SOURCE PASSAGE:
[Start of section]

What to Do If Your Senior Loved One Has Fallen

What to Do If Your Senior Loved One Has Fallen

January 11, 2024

What to Do If Your Senior Loved One Has Fallen

When you get the call that your senior loved one has fallen, panic sets in. Falls are scary for seniors and their loved ones, no matter if it has never happened before or if it is a regular occurrence. Unfortunately, seniors fall all too often. The Centers for Disease Control and Prevention notes that one in four seniors fall each year, though most senior health experts believe this number to be much too low as many seniors might not report their falls to loved ones or physicians. 

If your senior loved one falls, here are some steps you can take to walk them through the aftermath as well as switch your strategies to fall prevention once they are recovered.

The Aftermath of a Fall

Asian adult granddaughter hurrying over to her fallen grandpa in coma on floor and calling 911 on her mobile phone at home elder senior fall and faint risk at home concept

The first step to take after a senior loved one falls is to assess the physical damage. If your loved one ends up in the emergency room due to a head injury, bone fracture, or other serious injury, you will need to work with discharge planners to ensure there is a safety plan that will ensure your loved one can transition back home safely.

In many cases, seniors who are in the hospital after a fall will often need to receive rehabilitation care in a skilled nursing facility. This type of senior living community provides complex nursing care which includes pain management and inpatient physical and occupational therapy. Medicare covers this type of stay up to 100 days annually, with the first 20 days of the 100 covered at 100% and days 21-100 covered at 80%.

If the fall did not warrant a hospital visit, you should still set up a follow-up visit with your loved one’s physician. It’s important to learn more about how the fall happened, including what your loved one was trying to do at the time, and if they were able to get themselves up after the fall. Their physician can help to get those details, review your loved one’s health to make sure they aren’t hurt, and order any follow-up tests or appointments.

If your loved one resists going to the physician, remind them that it is an important step to preventing the fall from happening again.

[End of section]

REQUIRED ACTIONS:
1 - Copy everything from "The first step" down to "back home safely." in the article on senior falls, swapping "discharge planners" for "hospital social workers".
2 - According to the article on senior falls, for up to how many days each year does Medicare cover a stay in a skilled nursing facility?
The lines after this article on senior falls have nothing to do with it.

SOURCE DATA:
[Start of section]

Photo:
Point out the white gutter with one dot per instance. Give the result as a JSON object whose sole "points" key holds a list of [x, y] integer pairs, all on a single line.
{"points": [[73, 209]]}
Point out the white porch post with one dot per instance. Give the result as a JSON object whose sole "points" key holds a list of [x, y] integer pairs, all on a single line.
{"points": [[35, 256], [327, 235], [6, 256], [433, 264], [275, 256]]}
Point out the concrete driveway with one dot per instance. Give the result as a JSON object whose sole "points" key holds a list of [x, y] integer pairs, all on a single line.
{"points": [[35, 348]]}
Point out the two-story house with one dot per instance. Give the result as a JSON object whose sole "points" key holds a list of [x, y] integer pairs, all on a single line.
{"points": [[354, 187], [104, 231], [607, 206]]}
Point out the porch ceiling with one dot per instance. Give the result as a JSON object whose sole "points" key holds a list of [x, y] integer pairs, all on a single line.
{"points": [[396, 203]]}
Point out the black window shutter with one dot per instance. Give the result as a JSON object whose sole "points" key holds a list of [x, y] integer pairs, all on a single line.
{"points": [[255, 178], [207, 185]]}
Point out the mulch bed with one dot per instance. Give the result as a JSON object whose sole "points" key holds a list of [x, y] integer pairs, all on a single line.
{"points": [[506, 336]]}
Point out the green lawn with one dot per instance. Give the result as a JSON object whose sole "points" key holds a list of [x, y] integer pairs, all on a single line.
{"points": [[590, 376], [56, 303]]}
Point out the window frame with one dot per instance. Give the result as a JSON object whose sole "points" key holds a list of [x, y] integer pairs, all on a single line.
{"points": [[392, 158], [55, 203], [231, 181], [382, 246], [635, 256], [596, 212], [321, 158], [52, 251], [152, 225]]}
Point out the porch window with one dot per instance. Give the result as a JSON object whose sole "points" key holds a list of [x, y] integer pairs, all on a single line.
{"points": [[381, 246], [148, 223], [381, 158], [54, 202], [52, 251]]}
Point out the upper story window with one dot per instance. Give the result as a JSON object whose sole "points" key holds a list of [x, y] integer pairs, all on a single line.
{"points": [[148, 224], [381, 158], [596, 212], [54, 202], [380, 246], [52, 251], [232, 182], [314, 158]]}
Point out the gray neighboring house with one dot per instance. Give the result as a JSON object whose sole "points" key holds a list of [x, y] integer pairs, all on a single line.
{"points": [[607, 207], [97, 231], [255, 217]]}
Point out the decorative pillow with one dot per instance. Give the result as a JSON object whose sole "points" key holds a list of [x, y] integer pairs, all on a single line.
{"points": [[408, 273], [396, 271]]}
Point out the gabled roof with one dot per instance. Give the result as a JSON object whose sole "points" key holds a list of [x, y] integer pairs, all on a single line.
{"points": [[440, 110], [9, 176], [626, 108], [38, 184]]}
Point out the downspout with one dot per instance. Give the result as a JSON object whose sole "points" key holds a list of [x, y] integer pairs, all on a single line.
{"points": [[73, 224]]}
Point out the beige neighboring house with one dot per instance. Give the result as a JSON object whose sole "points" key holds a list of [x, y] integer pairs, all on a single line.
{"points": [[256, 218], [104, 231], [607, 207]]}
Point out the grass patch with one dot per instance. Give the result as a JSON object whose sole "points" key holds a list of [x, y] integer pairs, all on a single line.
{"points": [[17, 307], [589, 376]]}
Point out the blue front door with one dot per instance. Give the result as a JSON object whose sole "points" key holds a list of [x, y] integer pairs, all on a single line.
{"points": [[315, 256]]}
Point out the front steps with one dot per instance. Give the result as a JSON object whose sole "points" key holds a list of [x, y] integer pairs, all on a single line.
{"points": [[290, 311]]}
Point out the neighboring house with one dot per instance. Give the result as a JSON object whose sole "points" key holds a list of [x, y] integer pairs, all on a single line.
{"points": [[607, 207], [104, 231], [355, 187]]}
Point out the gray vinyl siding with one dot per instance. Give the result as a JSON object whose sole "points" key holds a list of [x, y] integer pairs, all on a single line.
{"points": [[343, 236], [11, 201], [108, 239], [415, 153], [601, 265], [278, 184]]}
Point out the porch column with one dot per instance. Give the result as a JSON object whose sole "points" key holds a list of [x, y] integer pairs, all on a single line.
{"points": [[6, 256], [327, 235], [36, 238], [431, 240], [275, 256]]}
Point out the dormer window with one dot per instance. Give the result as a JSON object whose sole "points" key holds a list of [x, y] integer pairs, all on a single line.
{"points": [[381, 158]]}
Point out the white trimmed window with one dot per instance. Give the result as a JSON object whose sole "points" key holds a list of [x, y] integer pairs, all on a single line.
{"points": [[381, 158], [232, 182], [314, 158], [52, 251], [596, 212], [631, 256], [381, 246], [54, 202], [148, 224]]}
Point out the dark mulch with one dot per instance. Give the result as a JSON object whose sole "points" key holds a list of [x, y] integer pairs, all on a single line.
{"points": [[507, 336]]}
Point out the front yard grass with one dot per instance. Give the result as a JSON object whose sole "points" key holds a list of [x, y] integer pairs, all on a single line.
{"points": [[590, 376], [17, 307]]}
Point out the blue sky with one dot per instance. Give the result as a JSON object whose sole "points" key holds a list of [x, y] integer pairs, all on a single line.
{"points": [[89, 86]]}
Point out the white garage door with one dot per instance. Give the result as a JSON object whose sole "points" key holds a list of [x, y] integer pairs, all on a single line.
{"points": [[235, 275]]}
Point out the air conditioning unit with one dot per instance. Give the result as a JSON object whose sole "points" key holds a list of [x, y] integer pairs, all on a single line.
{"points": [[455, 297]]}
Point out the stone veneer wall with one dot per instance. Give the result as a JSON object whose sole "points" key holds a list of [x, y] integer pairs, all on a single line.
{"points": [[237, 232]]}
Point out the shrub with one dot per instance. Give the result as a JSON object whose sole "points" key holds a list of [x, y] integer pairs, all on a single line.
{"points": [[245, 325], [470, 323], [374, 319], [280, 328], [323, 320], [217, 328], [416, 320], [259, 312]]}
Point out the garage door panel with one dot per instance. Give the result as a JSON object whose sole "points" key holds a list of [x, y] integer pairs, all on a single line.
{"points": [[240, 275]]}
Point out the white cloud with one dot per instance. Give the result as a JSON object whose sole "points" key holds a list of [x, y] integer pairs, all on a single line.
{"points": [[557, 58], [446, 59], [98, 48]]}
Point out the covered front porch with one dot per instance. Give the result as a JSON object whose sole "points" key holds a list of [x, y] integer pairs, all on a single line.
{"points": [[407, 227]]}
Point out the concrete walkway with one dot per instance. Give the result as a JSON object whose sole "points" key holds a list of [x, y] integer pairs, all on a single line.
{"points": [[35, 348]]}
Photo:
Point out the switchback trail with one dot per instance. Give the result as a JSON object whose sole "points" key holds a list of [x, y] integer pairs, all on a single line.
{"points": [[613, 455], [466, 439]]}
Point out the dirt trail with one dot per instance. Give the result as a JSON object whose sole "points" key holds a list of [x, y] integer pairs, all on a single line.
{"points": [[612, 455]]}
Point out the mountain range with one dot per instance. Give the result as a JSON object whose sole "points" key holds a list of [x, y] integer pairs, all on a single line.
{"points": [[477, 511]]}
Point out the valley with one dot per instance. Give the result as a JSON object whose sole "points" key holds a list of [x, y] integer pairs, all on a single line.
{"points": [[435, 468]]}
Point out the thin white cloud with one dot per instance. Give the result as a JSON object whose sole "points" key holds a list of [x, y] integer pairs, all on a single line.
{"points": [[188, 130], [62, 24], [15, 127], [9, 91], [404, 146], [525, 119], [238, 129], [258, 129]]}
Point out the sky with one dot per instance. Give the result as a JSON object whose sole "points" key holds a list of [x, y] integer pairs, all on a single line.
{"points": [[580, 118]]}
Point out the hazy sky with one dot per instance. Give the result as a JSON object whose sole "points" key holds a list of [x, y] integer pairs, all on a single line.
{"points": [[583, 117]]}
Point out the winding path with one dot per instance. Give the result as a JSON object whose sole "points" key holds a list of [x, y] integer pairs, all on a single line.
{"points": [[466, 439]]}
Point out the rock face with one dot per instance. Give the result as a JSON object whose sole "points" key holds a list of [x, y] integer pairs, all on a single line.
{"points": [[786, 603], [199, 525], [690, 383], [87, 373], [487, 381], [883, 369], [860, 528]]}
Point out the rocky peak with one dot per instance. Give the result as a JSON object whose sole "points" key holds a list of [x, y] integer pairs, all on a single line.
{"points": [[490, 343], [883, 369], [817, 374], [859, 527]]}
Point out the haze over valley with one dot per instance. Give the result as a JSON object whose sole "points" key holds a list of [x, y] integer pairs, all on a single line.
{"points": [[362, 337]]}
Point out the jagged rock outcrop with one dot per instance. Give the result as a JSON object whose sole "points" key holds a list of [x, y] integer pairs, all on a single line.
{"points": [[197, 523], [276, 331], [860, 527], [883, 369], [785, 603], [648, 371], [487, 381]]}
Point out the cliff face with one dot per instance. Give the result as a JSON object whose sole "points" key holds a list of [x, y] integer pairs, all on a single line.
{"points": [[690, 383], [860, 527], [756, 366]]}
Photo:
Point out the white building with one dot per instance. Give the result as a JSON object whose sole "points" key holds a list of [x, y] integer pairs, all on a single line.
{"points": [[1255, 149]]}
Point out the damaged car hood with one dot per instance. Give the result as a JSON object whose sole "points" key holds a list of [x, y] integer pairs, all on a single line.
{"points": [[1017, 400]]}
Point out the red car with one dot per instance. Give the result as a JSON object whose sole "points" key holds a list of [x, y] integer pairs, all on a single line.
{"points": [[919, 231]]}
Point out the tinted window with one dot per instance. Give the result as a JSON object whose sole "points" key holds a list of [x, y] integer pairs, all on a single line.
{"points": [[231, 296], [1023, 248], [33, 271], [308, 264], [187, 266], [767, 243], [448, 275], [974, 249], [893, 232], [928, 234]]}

[End of section]

RESULTS:
1 -
The first step to take after a senior loved one falls is to assess the physical damage. If your loved one ends up in the emergency room due to a head injury, bone fracture, or other serious injury, you will need to work with hospital social workers to ensure there is a safety plan that will ensure your loved one can transition back home safely.

2 - Up to 100 days.